Texte fourni:
::::::
Kengo Kuma, Musée Nezu, avant-toits, mur de bambous
Kengo Kuma est connu pour son travail innovant, avec des matériaux naturels tels que le bois, et pour son habilité à créer des designs contemporains qui embrassent l’esthétique japonaise traditionnelle. Fusionnant histoire et modernité, il prône une architecture qui prenne son sens depuis le lieu ou le milieu dans lequel elle s’intègre.
La logique du lieu
“Ce que je veux faire, c’est à chaque fois me rendre sur le site, y trouver quelque chose comme une logique du lieu, et concevoir dans chaque cas sous forme d’architecture quelque chose qui soit véritablement connecté au lieu.” (I) Par cette affirmation, Kengo Kuma entend dépasser le rationalisme et le fonctionnalisme et les grands volumes de béton de l’ère moderne en prenant appui sur “une terre puissante” (I) pour ériger des projets érigés dans leur sol. Il s’agit donc d’intégrer le milieu jusque dans les plus petits détails. Il poursuit “Visiter toutes sortes de lieux, les ressentir avec son propre corps, pour employer une expression japonaise, “installer” son corps à l’intérieur du lieu, permet de se rendre compte de sa valeur.“(I)
::::::
Entrées brutes:
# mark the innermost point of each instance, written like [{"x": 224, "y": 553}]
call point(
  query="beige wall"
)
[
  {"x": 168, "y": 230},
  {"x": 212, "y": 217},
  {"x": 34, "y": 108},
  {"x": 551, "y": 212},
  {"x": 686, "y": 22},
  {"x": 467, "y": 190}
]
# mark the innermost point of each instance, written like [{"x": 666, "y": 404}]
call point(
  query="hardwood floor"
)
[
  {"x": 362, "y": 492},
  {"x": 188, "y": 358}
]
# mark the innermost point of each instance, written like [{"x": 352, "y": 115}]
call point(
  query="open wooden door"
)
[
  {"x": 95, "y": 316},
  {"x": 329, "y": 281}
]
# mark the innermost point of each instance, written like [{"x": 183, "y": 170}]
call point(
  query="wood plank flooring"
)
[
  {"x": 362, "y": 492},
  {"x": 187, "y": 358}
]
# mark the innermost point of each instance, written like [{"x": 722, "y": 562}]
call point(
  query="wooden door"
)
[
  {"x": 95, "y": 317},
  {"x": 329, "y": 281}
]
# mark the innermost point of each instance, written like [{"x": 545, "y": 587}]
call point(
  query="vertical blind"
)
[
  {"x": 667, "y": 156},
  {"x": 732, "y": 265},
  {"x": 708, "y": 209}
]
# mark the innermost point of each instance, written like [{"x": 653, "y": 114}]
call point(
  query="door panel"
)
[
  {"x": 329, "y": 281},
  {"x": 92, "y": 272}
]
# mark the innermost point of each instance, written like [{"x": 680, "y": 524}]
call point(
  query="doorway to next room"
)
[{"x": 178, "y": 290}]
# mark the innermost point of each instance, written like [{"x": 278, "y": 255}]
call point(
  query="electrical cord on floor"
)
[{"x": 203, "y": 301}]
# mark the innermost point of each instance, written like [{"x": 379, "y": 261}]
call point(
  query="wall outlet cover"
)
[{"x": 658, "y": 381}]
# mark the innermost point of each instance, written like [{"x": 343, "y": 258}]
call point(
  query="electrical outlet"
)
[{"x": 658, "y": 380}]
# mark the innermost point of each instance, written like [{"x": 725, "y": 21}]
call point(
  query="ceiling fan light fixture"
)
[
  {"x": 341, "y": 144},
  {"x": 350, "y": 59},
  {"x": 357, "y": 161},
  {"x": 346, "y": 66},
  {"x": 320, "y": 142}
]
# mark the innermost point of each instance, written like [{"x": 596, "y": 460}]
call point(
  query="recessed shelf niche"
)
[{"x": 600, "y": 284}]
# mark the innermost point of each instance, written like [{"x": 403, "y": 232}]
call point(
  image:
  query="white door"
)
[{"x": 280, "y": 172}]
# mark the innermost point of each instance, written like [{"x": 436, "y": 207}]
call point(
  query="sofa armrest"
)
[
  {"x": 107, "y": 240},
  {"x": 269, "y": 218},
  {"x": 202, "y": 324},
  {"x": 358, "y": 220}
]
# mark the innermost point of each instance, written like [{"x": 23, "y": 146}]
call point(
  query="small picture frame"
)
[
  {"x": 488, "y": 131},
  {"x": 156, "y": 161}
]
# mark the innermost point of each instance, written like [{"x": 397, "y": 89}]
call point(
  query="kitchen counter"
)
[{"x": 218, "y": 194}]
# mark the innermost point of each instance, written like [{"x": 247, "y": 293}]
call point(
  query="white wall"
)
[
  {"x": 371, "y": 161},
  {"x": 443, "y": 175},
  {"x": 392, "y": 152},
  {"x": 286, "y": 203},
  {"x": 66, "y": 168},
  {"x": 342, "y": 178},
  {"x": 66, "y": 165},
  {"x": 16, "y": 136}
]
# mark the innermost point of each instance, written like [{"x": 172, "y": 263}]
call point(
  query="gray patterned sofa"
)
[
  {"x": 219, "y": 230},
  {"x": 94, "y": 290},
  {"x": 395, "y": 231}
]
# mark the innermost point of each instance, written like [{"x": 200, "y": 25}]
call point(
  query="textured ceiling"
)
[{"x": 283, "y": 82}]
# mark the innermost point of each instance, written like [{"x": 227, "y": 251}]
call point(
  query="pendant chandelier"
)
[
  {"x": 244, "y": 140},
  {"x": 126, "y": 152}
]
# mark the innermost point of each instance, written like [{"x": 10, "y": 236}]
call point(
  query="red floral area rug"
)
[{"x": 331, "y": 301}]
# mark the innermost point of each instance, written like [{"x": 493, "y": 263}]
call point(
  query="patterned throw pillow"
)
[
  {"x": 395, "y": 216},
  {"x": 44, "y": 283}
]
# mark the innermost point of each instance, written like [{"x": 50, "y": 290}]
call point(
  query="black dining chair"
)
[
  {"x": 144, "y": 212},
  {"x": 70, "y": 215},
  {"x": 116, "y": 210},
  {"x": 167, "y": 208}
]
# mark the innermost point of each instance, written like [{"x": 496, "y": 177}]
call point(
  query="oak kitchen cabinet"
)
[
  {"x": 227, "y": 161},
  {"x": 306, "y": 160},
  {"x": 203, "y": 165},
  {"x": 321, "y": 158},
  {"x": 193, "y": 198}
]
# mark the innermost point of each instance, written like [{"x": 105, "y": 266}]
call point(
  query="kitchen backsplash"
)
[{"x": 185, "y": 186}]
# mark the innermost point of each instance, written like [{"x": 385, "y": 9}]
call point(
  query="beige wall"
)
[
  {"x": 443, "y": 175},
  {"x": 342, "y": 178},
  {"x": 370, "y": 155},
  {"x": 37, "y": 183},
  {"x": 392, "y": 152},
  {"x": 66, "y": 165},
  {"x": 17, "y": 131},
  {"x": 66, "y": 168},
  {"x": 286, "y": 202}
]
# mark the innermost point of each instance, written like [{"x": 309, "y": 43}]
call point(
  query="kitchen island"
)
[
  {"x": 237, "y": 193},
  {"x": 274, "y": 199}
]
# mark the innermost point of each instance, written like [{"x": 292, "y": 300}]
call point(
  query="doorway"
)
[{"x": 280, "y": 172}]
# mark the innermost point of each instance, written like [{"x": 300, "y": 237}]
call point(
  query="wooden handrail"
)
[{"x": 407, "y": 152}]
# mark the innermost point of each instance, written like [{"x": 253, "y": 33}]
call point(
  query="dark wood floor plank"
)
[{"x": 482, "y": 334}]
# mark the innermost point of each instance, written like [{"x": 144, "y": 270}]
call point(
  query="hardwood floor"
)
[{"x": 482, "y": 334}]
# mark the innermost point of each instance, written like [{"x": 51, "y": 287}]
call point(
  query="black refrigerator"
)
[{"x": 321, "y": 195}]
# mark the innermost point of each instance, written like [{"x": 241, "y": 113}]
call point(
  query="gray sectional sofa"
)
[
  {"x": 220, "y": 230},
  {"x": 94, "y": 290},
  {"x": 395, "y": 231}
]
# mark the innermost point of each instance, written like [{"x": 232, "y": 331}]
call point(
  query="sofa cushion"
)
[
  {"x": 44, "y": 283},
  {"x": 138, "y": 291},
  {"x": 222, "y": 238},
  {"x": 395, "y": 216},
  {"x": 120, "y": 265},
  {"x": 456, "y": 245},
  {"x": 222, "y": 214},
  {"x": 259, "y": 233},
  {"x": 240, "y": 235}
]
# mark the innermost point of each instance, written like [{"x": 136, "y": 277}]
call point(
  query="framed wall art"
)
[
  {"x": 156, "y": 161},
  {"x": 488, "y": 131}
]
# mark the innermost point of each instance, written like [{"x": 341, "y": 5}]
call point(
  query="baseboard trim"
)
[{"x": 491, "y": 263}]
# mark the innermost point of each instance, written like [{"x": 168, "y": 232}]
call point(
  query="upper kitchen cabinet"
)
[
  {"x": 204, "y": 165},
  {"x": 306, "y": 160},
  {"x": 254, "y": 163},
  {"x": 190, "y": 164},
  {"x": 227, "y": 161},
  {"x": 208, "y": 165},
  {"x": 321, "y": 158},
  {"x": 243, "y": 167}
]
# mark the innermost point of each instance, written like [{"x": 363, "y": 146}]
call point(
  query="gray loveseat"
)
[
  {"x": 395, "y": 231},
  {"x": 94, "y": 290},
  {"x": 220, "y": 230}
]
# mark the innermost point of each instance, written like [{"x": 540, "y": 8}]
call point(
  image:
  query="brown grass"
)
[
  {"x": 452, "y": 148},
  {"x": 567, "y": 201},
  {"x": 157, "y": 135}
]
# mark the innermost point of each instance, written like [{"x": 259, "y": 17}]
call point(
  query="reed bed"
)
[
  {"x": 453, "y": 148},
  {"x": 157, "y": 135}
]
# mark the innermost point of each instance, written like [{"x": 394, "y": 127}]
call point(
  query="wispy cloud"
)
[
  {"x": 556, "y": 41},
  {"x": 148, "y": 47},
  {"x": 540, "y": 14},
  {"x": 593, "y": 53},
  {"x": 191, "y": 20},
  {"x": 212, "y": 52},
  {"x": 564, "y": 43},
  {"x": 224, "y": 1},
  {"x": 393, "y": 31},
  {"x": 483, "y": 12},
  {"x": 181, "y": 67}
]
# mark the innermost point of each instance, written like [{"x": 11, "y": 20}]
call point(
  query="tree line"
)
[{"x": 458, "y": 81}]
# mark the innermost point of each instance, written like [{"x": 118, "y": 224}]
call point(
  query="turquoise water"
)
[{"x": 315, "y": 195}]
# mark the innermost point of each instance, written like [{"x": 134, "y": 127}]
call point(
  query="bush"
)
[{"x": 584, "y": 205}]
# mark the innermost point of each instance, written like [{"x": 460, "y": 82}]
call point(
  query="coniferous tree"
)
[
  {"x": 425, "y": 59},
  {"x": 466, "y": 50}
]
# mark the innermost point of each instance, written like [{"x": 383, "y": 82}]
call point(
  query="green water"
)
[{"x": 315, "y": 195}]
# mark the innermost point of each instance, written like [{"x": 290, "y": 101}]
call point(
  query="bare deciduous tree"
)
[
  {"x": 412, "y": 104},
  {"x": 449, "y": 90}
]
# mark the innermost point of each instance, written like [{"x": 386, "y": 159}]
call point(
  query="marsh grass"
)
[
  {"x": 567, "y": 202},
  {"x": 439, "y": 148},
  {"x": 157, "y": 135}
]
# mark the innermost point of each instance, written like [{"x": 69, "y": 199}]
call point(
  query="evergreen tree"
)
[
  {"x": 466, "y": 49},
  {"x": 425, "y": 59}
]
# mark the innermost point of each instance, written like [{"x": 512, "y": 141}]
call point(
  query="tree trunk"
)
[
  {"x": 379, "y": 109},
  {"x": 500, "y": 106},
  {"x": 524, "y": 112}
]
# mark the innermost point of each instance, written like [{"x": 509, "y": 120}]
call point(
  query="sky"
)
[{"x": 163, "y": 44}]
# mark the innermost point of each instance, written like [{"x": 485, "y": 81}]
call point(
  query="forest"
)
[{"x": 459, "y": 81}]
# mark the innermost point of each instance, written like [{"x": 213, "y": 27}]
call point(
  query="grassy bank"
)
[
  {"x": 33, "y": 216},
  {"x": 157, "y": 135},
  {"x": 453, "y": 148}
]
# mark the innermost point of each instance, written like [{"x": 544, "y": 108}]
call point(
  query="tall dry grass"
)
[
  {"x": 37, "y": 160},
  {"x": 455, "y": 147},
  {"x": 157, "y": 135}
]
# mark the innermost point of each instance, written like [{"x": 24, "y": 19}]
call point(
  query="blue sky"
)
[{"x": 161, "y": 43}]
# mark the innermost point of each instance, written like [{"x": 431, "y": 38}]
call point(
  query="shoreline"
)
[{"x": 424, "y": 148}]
::::::
Consignes:
A - Relevez chaque ligne des entrées qui contient la chaîne « patterned », en tenant compte de la casse.
B - Poursuivez, s'il vous plaît, le texte sur l'architecture de Kengo Kuma à partir de sa dernière phrase.
Le texte et les entrées proviennent de sources distinctes.

Résultats obtenus:
A -
  query="gray patterned sofa"
  query="patterned throw pillow"

B -
Nous prendrons comme exemples de cette assertion, d’une part, le musée Nezu et, d’autre part, le Musée Meiji-Jingu situés tout deux à Tokyo.
Le Musée Nezu
Créé en 1941 par l’homme d’affaires, politicien et philanthrope Kaïchiro Nezu sur ses terres familiales, ce musée d’art et d’artisanat anciens japonais fut fermé en 2006 pour rénovation. La conception d’un bâtiment entièrement nouveau fut confiée à Kengo Kuma et ses associés.
L’extérieur
Le jardin du musée abrite quatre maisons de thé et le nouveau pavillon Nezu café. Des cérémonies traditionnelles s’y déroulent et, fait exceptionnel, l’une des ces maisons a pris la forme d’un bateau flottant sur le lac. “Le lac est considéré comme un élément très important des jardins japonais ; à la maison de thé de la villa impériale de Katsura, par exemple, les nobles naviguaient en bateau en sirotant un thé.”(III)

Kengo Kuma, Musée Nezu, une maison de thé
L’architecte explique son cheminement : “Pour commencer nous nous sommes consacrés au chemin menant au musée.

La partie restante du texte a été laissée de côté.